> [Stated problem] Rewrite the material beginning at the line that contains "the stadium advertising" and continuing through its final line, changing "soccer ball" to "football" and leaving everything else unaltered.

> [Information given]
**********

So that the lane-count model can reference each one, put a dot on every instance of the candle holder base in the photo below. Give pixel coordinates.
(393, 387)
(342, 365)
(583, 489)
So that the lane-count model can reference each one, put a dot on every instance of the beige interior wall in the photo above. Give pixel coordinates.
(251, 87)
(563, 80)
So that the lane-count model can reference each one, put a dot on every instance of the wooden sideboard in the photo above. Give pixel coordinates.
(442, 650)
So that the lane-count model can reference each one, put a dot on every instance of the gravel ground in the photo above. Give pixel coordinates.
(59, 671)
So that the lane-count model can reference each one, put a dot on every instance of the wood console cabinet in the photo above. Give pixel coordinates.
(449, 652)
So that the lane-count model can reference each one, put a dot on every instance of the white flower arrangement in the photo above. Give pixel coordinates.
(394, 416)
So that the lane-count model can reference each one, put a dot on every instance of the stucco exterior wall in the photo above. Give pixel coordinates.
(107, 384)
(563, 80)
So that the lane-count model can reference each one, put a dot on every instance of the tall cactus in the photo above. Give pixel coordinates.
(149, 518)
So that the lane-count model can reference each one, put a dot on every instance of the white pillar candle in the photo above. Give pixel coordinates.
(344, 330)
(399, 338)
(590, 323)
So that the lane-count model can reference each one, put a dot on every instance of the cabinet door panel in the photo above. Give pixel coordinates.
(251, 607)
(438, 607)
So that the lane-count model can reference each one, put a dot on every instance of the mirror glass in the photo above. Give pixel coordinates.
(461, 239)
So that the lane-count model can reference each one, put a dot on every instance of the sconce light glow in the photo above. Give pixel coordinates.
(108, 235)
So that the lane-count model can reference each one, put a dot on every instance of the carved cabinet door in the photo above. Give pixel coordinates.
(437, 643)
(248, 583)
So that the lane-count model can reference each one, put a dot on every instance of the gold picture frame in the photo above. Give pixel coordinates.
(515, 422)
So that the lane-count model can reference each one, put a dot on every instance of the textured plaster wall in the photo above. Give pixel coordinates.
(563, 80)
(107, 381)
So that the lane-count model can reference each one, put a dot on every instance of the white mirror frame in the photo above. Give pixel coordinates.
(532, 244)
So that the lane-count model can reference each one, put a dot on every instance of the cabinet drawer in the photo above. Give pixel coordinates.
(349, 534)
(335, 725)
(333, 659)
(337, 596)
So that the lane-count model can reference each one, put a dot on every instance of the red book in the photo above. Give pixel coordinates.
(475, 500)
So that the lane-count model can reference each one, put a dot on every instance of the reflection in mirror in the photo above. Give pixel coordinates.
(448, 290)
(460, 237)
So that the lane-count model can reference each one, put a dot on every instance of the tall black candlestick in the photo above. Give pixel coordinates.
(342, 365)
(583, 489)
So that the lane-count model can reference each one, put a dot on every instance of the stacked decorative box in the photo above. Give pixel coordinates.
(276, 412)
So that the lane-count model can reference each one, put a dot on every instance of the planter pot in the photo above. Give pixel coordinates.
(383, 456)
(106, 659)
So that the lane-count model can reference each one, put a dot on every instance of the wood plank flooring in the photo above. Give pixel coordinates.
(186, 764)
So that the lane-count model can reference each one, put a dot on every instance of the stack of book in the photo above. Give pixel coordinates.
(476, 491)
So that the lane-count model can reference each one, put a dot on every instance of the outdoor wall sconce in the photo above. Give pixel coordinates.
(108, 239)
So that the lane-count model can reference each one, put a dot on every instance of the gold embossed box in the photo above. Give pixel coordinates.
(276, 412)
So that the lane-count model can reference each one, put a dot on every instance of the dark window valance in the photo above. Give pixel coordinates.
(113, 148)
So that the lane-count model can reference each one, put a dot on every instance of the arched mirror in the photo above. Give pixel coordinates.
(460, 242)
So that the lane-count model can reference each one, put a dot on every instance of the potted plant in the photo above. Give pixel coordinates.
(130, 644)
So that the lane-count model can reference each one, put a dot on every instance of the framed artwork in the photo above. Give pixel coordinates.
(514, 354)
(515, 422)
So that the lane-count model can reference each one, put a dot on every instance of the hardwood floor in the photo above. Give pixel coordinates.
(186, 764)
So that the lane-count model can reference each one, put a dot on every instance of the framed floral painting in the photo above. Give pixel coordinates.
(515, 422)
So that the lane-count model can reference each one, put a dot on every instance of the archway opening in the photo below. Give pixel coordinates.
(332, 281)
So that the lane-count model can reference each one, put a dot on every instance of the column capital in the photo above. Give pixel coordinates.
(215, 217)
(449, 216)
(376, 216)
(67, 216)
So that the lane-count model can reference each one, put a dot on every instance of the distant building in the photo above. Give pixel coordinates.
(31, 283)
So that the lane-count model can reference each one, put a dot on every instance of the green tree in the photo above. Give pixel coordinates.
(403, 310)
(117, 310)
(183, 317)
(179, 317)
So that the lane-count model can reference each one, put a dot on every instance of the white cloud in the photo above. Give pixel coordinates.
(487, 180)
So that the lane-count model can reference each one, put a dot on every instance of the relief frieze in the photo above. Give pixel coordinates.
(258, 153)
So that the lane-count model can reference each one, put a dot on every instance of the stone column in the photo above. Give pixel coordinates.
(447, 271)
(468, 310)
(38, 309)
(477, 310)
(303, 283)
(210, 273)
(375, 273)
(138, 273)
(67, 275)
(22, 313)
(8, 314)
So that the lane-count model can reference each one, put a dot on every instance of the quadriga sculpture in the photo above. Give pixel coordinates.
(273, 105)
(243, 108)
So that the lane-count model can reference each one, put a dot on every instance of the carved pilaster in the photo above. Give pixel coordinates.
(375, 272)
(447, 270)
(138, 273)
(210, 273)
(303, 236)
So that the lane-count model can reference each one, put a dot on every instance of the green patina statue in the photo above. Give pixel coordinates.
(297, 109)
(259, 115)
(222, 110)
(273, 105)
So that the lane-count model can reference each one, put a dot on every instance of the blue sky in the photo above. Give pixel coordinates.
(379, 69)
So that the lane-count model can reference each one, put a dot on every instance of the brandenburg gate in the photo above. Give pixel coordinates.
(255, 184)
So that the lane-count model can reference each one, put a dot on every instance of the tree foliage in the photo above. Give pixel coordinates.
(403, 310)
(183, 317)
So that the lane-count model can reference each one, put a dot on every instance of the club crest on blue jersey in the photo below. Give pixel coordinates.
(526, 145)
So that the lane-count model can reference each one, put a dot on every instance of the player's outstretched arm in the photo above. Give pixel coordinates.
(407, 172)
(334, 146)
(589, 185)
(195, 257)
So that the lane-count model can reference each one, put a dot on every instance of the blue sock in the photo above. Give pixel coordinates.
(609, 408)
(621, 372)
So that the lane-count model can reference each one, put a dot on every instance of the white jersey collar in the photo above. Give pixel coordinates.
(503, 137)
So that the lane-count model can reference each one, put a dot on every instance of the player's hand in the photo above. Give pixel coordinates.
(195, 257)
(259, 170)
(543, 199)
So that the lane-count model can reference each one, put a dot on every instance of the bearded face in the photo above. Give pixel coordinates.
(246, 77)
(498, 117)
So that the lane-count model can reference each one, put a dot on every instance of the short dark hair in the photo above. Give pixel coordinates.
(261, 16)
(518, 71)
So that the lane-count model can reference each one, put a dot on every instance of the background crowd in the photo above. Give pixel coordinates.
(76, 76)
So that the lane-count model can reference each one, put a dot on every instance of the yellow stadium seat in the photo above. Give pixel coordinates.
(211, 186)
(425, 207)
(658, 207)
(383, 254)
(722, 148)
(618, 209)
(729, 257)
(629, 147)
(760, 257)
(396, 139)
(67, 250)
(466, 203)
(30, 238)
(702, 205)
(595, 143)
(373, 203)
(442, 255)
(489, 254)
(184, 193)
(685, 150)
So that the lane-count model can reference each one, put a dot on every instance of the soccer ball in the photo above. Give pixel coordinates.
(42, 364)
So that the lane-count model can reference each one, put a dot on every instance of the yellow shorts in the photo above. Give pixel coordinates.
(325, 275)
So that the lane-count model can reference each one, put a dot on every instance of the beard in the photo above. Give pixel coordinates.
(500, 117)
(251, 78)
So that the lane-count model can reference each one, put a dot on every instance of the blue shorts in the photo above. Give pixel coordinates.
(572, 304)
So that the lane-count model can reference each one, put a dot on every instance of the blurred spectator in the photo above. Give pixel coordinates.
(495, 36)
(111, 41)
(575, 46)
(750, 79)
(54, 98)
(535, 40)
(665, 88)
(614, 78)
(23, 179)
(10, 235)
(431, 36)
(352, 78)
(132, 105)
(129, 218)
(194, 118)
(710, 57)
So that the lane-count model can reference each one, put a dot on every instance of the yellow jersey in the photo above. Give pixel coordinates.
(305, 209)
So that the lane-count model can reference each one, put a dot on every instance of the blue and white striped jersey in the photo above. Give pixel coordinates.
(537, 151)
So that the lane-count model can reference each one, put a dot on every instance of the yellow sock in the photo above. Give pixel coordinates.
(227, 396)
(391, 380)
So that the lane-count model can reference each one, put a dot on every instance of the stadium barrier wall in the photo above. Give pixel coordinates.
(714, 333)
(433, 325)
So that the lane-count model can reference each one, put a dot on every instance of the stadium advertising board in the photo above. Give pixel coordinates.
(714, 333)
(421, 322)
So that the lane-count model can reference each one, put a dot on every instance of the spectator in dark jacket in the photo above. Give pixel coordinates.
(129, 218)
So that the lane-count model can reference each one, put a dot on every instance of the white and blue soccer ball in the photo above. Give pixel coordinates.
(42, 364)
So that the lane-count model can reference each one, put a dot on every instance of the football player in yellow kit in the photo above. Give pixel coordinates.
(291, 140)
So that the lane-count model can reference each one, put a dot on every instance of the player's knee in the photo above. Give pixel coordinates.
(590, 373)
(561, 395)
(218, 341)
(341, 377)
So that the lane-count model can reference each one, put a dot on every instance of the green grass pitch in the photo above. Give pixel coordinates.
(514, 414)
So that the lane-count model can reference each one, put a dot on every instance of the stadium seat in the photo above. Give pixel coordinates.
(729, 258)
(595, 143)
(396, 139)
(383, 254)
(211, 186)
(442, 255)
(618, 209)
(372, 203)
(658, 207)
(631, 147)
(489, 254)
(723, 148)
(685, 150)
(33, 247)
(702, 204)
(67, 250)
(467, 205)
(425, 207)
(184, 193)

**********

> [Right answer]
So that the lane-count model can reference each one, put a dot on every instance of the stadium advertising board in the photo above. Give pixel coordinates.
(714, 333)
(421, 322)
So that the lane-count model can reference each one, put a dot on every instance of the spectator in dark jacket in the photo above. Give pixel coordinates.
(129, 218)
So that the lane-count model can reference each one, put a dot on every instance of the white and blue football in the photo above. Give pixel coordinates.
(42, 364)
So that the lane-count model can reference each one, put a dot on every instance of the football player in yellow kit in the photo above. Give pixel coordinates.
(291, 140)
So that the lane-count model can reference each one, put a dot on every instance of the player's knee in the photo above. Give pixel coordinates.
(590, 373)
(561, 395)
(218, 341)
(341, 377)
So that the lane-count model can reference each one, put a dot on every instance of the green grass pitch in the photo above. Give pixel coordinates.
(514, 414)
So that the lane-count model can reference each one, put a dot on every instance of the stadium seat in the photo above. Give pixel coordinates.
(729, 258)
(595, 143)
(396, 139)
(383, 254)
(211, 186)
(442, 255)
(618, 209)
(372, 203)
(658, 207)
(631, 147)
(489, 254)
(723, 148)
(685, 150)
(33, 247)
(702, 204)
(67, 250)
(467, 205)
(425, 207)
(184, 193)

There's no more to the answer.